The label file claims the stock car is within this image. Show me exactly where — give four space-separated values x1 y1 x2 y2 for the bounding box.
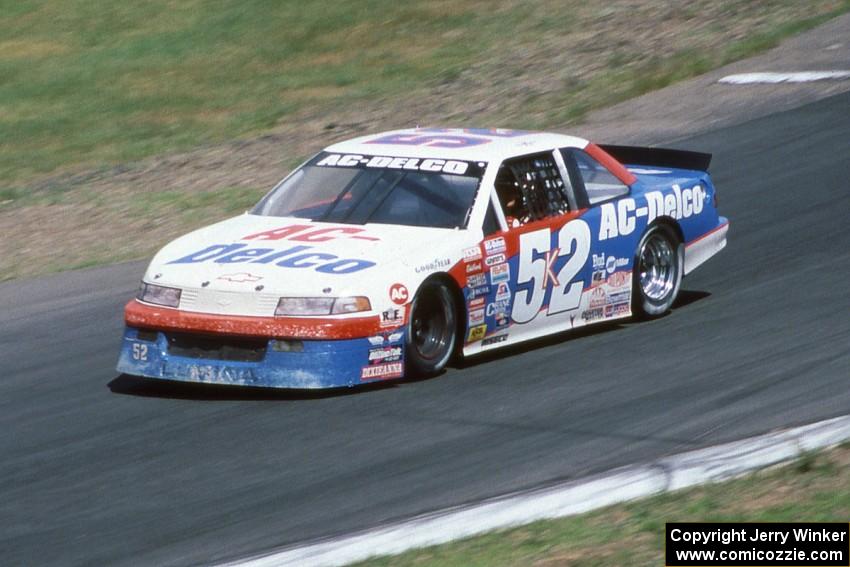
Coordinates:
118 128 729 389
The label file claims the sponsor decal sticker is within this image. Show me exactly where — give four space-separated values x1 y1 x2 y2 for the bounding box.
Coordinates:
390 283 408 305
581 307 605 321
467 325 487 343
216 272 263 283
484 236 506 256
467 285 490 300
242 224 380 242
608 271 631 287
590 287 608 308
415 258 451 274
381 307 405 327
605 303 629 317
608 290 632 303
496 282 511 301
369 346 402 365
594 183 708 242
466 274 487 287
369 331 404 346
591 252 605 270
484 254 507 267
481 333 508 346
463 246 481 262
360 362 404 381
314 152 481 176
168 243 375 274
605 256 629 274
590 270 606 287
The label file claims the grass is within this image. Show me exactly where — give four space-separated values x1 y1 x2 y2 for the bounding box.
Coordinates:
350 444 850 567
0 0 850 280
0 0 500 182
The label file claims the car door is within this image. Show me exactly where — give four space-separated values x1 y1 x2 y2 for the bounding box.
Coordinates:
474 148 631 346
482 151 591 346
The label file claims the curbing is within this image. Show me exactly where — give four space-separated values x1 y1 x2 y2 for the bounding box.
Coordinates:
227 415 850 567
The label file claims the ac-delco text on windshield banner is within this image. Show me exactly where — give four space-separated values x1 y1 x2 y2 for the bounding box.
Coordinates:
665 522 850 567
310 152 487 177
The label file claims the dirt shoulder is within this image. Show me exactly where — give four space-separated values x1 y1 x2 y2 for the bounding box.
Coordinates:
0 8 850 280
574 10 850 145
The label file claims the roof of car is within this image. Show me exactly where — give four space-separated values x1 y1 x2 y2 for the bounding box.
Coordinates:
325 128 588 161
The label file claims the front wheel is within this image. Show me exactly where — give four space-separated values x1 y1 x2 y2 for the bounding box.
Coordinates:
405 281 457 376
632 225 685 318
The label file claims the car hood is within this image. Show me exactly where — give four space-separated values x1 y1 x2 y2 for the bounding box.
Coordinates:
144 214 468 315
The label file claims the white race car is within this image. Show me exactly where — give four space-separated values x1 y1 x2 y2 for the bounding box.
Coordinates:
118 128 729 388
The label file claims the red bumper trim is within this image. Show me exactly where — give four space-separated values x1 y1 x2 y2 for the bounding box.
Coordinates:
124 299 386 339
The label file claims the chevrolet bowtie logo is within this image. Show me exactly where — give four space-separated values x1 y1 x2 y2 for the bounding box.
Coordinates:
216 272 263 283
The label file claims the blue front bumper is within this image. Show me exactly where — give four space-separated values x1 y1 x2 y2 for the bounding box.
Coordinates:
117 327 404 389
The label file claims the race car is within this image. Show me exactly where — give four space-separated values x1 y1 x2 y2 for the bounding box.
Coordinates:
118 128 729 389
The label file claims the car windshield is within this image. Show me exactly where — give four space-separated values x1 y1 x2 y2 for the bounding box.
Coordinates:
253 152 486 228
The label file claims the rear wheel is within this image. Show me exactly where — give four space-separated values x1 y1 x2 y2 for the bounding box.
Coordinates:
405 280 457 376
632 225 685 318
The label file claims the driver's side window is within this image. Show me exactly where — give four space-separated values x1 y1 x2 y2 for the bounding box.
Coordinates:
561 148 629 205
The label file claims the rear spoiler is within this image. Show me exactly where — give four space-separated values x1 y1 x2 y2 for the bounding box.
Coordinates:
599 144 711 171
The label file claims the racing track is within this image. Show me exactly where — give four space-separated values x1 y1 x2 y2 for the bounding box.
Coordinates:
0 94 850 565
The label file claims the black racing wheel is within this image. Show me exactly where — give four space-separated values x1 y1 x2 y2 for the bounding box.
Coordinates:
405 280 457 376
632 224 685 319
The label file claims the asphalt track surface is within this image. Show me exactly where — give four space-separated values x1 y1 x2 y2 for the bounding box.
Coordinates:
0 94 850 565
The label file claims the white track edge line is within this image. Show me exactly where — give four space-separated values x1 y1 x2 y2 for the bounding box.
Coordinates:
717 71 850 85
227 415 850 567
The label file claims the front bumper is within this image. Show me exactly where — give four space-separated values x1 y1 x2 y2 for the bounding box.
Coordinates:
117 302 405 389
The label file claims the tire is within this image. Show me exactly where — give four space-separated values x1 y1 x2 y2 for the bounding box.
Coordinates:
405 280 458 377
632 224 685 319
-- -- --
* [EXERCISE DETAILS] Give as a numbered list, skipping blank lines, the lines of the material from the line containing "The label file claims the rear wheel" through the line containing "599 144 711 171", inclusive.

* [FINISHED ANSWER]
1. The label file claims the rear wheel is within this image. Show me exactly where — give four space-separated values x1 y1 x2 y2 for the bounding box.
2. Coordinates:
3. 405 280 457 376
4. 632 225 685 318
5. The label file claims the driver's side window is within this image. Show me exactly where — give four space-separated values x1 y1 x2 y2 for the bounding box.
6. Coordinates:
7. 561 148 629 205
8. The label file claims the rear spoiler is within this image. Show me exactly where — give four space-separated values x1 y1 x2 y2 for the bounding box.
9. Coordinates:
10. 599 144 711 171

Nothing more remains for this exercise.